Instruction
Are you able to quote each entry exactly as written?

----------

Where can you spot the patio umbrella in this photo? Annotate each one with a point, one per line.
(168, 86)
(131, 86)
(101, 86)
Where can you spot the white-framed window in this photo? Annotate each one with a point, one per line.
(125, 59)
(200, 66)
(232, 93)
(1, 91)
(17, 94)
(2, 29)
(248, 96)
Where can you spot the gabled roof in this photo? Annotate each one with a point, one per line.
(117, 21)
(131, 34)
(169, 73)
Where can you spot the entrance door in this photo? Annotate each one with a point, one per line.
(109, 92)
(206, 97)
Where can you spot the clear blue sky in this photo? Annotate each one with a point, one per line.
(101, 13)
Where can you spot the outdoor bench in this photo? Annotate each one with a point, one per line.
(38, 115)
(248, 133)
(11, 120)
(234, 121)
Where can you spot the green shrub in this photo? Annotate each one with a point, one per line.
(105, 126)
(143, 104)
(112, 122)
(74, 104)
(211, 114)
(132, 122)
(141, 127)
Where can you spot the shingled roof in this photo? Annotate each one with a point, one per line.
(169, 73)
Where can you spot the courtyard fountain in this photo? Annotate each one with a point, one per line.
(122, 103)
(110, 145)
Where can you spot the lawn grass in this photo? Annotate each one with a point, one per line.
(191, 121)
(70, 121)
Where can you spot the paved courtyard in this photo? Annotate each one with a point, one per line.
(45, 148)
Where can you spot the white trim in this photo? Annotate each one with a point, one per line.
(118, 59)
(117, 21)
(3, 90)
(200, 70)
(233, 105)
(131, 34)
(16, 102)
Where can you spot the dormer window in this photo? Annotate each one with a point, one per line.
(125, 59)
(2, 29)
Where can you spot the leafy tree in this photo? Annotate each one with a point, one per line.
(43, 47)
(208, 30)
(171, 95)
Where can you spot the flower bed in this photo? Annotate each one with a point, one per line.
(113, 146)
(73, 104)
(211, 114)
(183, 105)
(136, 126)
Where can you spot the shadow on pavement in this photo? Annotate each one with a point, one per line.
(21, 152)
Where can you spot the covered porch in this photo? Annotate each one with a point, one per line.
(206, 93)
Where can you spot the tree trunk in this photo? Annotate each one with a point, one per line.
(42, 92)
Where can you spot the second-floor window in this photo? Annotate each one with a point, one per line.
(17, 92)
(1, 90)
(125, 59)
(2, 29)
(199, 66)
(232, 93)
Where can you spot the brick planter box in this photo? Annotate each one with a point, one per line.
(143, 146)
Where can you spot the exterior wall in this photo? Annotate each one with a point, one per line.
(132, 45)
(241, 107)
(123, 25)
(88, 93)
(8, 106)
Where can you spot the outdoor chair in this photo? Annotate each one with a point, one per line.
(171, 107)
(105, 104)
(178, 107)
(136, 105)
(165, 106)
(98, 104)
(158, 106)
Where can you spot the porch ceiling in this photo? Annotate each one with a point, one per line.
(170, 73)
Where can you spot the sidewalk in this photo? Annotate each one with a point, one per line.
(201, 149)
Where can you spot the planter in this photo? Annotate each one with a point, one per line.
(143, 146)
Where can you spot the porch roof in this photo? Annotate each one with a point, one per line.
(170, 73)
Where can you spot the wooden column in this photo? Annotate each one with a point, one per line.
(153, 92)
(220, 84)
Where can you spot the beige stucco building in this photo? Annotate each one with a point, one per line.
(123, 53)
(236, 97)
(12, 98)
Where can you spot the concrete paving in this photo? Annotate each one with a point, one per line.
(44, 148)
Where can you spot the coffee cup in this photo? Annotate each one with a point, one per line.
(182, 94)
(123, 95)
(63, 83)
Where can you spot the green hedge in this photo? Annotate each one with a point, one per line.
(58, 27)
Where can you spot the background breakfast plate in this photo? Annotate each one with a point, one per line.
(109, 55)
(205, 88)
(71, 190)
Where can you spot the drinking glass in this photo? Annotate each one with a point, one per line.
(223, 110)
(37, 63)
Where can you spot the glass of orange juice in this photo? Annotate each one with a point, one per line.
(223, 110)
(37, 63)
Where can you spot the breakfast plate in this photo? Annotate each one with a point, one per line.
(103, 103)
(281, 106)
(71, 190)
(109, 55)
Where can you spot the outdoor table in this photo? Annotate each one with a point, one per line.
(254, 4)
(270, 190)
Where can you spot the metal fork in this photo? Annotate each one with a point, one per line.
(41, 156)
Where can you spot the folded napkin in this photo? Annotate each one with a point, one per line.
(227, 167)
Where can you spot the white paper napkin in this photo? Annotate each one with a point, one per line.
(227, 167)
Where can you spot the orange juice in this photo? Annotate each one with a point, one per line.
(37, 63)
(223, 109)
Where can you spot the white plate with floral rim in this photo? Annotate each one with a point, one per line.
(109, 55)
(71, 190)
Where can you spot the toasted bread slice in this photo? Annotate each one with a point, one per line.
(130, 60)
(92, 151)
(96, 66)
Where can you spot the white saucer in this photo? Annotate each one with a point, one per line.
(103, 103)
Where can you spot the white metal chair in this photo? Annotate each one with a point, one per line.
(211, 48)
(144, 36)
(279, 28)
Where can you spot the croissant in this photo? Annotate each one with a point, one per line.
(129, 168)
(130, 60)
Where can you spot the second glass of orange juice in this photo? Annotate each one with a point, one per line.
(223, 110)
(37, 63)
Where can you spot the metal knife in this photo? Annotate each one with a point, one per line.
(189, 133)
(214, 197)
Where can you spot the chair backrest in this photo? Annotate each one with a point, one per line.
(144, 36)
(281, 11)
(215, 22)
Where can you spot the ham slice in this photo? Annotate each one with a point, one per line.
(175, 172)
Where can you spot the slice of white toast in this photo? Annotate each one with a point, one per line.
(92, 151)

----------

Written answer
Where can you spot the patio umbrella in this photo? Annotate each one with a point, one per line.
(168, 86)
(131, 86)
(101, 86)
Where can you spot the white-framed window in this photo? Annotate each one with a point, one per line.
(125, 59)
(200, 66)
(232, 93)
(1, 91)
(17, 94)
(2, 29)
(248, 96)
Where can you spot the gabled roof in this photo? Annotate each one with a point, one per line.
(117, 21)
(131, 34)
(169, 73)
Where can you spot the entrance door in this photo? Annotate each one with a point, one per line.
(109, 92)
(206, 97)
Where can you spot the clear blue sky in this photo? Annotate each one with a point, one per line.
(101, 13)
Where can you spot the outdoor bench in this photo? Annotate each one with a point, one per line.
(38, 115)
(248, 133)
(11, 120)
(234, 121)
Where can you spot the green shrub in this photo? Annotate each one with a point, one per line.
(105, 126)
(143, 104)
(112, 122)
(74, 104)
(211, 114)
(132, 122)
(141, 127)
Where can you spot the shingled roof in this photo? Annotate each one with a point, one per line.
(169, 73)
Where can you spot the courtyard fountain in this photo? Annotate each one with a point, one per line.
(122, 103)
(110, 145)
Where can you spot the lawn grass in this photo? Annotate each one with a point, one per line.
(191, 121)
(70, 121)
Where can you spot the paved courtyard in this photo? Annotate each one with a point, one per line.
(45, 148)
Where can you spot the white trim in this photo? Annotate each one with a point, one per line.
(118, 59)
(117, 21)
(3, 90)
(200, 70)
(233, 105)
(131, 34)
(16, 102)
Where can you spot the dormer window in this photo? Annotate each one with a point, one per line.
(125, 59)
(2, 29)
Where can you spot the leafy tree in this photo? Annotate each one with a point, one per line.
(43, 47)
(208, 30)
(171, 95)
Where can you spot the flower bed in this photo? Annotate each one with a point, one per line.
(113, 146)
(73, 104)
(211, 114)
(183, 105)
(136, 126)
Where can you spot the shadow on pavement in this photo? Annotate each one with a point, one per line.
(21, 152)
Where can you spot the covered porch in this photo? Annotate each one with a point, one per line.
(206, 93)
Where can you spot the tree trunk in this photo? Annotate each one with a point, one per line.
(42, 92)
Where can you spot the second-floor window in this photo? Annotate each one with a point, one per line.
(17, 92)
(1, 90)
(125, 59)
(2, 29)
(199, 66)
(232, 93)
Where can you spot the brick planter box in this photo? Annotate each one with a point, one per line.
(143, 146)
Where can you spot the exterior wall in this photo? Annotate each one with a point, one per line.
(132, 45)
(241, 107)
(123, 25)
(88, 93)
(8, 106)
Where can you spot the outdoor chair in this photo? Annotate each one with a point, one per line.
(171, 107)
(105, 104)
(178, 107)
(136, 105)
(165, 106)
(98, 104)
(158, 106)
Where can you spot the porch ceiling in this photo? Annotate each one with a point, one per line.
(170, 73)
Where can you spot the sidewalk in this photo? Annotate each one with a point, one per line.
(201, 149)
Where can you spot the planter in this photo? Annotate each one with a point, one per line.
(143, 146)
Where can you spot the porch roof in this photo? Annotate each one with a point, one per line.
(170, 73)
Where can you spot the wooden column in this photo? Annotate each one with a point, one per line.
(153, 92)
(220, 84)
Where can you spot the beige stucco building in this photo? Annotate each one with a point, one per line.
(123, 53)
(236, 97)
(12, 98)
Where can you spot the concrete paving in this photo? Annotate each one with a point, one per line.
(44, 148)
Where can you spot the coffee cup in this photo? Annotate each one with a point, one per line.
(182, 94)
(123, 95)
(63, 83)
Where can you spot the green hedge in this photo? Annotate each one with a point, one per line.
(58, 27)
Where can you spot the background breakfast plate in this photo? Annotate each one with a point, one per line.
(109, 55)
(205, 88)
(71, 190)
Where can you spot the drinking glass in this photo? Annotate each one with a point, one per line.
(223, 110)
(37, 63)
Where can you spot the glass of orange juice in this photo? Annotate each one with a point, one per line.
(223, 110)
(37, 63)
Where can you spot the breakfast plate in this photo? Annotate each one with a point, one per line.
(103, 103)
(281, 106)
(71, 190)
(109, 55)
Where can you spot the outdoor table in this photo? Annotate each one with a point, one per line.
(254, 4)
(270, 190)
Where can you spot the metal fork in this photo? Annotate each one with a point, one per line.
(41, 156)
Where can you spot the folded napkin in this photo? Annotate each one with a point, one per line.
(227, 167)
Where can you spot the white paper napkin in this photo? Annotate each one with a point, one per line.
(227, 167)
Where can you spot the orange juice in this photo? Annotate each one with a point, one per line.
(37, 63)
(223, 109)
Where can you spot the white plate with floral rim in this photo? Annotate each one with a point, one per line.
(109, 55)
(71, 190)
Where can you spot the toasted bread slice in this photo? Annotate each one with a point, one per line.
(130, 60)
(92, 151)
(96, 66)
Where can you spot the white saucer in this photo? Annotate each one with a point, one per line.
(103, 103)
Where can you spot the white metal chair in this photo? Annotate each one with a point, one per line.
(211, 48)
(144, 36)
(279, 28)
Where can you spot the croissant in this photo? Annotate each one with a point, one per line.
(129, 168)
(130, 60)
Where can you spot the second glass of orange juice in this photo? Annotate each one with a point, one per line.
(223, 110)
(37, 63)
Where can you spot the metal knife in this photo? Annotate each one with a point, one per line.
(189, 133)
(214, 197)
Where can you spot the chair backrest in this photo? Annotate each one with a point, one per line.
(144, 36)
(281, 11)
(215, 22)
Where can you spot the ham slice in this photo? Annotate each one with a point, one per line.
(175, 172)
Where can you spot the slice of white toast in this photo? Annotate each one with a point, one per line.
(92, 151)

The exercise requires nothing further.